══ Given records

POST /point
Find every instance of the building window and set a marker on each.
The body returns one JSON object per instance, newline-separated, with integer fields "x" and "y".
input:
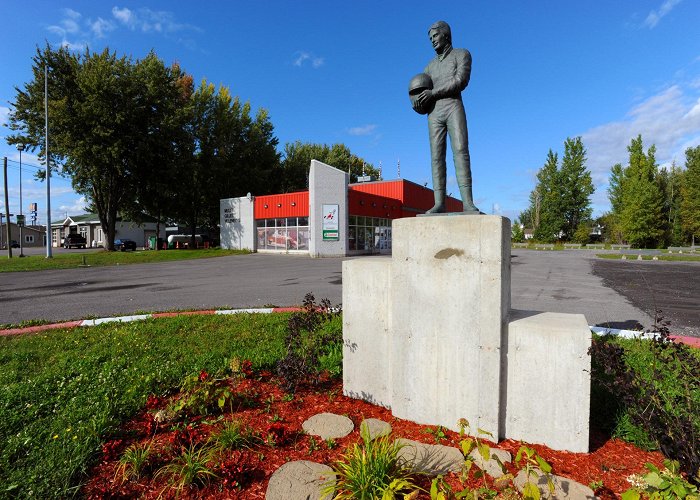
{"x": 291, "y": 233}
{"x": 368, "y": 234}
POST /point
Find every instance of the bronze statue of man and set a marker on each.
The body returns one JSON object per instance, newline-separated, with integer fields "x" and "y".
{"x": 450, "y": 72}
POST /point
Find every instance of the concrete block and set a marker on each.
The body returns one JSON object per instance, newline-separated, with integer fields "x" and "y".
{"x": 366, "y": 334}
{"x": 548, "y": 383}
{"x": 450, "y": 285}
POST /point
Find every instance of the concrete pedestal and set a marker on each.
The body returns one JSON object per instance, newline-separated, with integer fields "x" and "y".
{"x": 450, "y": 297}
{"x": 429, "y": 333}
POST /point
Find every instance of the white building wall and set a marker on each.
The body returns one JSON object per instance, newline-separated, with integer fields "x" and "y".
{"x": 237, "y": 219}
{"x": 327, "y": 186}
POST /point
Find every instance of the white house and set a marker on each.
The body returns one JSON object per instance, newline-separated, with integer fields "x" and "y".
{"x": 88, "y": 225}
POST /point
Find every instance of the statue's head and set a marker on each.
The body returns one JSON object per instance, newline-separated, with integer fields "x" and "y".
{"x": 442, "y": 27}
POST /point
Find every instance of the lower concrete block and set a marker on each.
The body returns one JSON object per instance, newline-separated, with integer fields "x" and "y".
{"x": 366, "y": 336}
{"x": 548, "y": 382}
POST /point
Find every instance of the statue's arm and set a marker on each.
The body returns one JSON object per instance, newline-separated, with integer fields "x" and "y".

════

▸ **Work to be completed**
Please copy out all of the material above word for word, leaving out the pictures.

▸ **Expected output**
POST /point
Find every instance of the building window and set a marker on each.
The body returns one JSON object per instance, newline-separated, with integer fields "x" and "y".
input:
{"x": 291, "y": 233}
{"x": 368, "y": 234}
POST /point
Find every instance of the bronze statue of man and set a marker on each.
The body returns one JSON object per instance, newline-separated, with integer fields "x" and "y".
{"x": 450, "y": 72}
POST /point
Find every instance of the concrete block and set a marker on each.
The body returns one JSON object per instance, newline-separated, with integer fields "x" and "y".
{"x": 366, "y": 334}
{"x": 548, "y": 383}
{"x": 450, "y": 285}
POST /point
Find every instance of the concrete pedestal and set a marker on each.
The body returns one JSON object per instance, newline-separated, with integer fields "x" and "y".
{"x": 450, "y": 297}
{"x": 429, "y": 333}
POST /point
Find every instance of the white building wall and set a marker on each.
The body returns one JSON object per instance, newline-separated, with integer fields "x" and "y".
{"x": 237, "y": 219}
{"x": 327, "y": 186}
POST /point
Find every instance of the white house and set a marker on each.
The body returns one JSON object per instance, newline-separated, with integer fields "x" and "y".
{"x": 88, "y": 225}
POST /point
Find every instance of the statue's head and set a marker on each.
The body returns one JSON object per instance, newline-separated, with integer fields "x" and "y".
{"x": 442, "y": 27}
POST /point
Find every instance of the lower concrete block and set a marker on each.
The body returns one JSON object per instance, newline-separated, with integer fields "x" and "y".
{"x": 366, "y": 336}
{"x": 548, "y": 382}
POST /point
Find every instance of the statue's arm and set a marker on each.
The body returns one JSON object per instance, newline-separated, with integer fields "x" and "y".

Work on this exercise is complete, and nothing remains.